_Stated problem_.
Copy the rows below, unchanged, from the line containing "Where is the white" through the line containing "877,50 -> 1345,197", inclusive.
________________________
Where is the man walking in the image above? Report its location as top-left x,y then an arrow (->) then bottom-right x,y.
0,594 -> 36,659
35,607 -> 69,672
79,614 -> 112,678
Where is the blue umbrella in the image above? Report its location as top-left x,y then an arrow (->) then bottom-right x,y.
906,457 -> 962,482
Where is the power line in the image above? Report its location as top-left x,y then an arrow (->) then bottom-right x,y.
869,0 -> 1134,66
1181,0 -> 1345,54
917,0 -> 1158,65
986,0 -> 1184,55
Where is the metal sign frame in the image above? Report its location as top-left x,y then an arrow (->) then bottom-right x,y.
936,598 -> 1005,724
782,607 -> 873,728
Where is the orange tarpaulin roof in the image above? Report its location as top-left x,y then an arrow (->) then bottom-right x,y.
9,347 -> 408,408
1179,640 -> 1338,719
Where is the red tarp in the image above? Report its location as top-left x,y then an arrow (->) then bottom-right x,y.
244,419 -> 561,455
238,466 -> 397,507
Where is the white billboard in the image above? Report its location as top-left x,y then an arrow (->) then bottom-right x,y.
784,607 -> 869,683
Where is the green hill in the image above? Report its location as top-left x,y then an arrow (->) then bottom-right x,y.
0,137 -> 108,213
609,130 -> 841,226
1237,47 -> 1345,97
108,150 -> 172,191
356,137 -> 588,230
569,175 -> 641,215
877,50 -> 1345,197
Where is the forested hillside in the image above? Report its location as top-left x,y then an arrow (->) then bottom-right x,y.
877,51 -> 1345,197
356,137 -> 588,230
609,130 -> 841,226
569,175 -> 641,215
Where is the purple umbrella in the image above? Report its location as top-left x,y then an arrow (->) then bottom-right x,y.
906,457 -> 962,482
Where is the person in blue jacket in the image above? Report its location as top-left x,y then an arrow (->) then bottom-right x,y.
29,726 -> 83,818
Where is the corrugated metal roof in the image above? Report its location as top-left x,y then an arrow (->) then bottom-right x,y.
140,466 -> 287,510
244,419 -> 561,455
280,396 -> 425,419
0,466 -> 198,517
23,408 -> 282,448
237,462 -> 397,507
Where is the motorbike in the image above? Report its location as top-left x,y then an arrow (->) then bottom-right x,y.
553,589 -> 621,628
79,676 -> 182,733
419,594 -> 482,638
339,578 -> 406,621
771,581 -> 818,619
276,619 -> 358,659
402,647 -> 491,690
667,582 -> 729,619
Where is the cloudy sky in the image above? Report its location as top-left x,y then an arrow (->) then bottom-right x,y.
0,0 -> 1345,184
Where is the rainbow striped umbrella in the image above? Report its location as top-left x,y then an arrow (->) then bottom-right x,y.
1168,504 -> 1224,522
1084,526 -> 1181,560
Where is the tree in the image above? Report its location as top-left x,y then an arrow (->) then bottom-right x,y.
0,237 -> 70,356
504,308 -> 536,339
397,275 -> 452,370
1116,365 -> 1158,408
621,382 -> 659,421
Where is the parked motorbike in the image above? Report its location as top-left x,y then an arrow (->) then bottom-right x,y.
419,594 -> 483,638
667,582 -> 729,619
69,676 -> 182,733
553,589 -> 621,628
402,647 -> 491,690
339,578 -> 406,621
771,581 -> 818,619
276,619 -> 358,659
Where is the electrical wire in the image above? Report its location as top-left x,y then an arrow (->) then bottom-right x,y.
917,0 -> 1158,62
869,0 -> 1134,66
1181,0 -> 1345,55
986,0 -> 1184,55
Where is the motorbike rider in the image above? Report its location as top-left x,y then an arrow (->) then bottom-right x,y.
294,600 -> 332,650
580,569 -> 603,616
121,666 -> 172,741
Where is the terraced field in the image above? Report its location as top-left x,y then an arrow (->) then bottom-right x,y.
________________________
_Response to the task_.
Where is the white billboard in the image above? Report its location as top-left x,y then an arrow (->) then bottom-right x,y.
784,607 -> 869,683
Where is the green hill in the image above? Report its location as top-left x,y then an arrow (->) then bottom-right x,y.
0,137 -> 108,213
609,130 -> 841,226
1237,47 -> 1345,97
108,150 -> 172,191
356,137 -> 588,230
569,175 -> 641,215
877,50 -> 1345,197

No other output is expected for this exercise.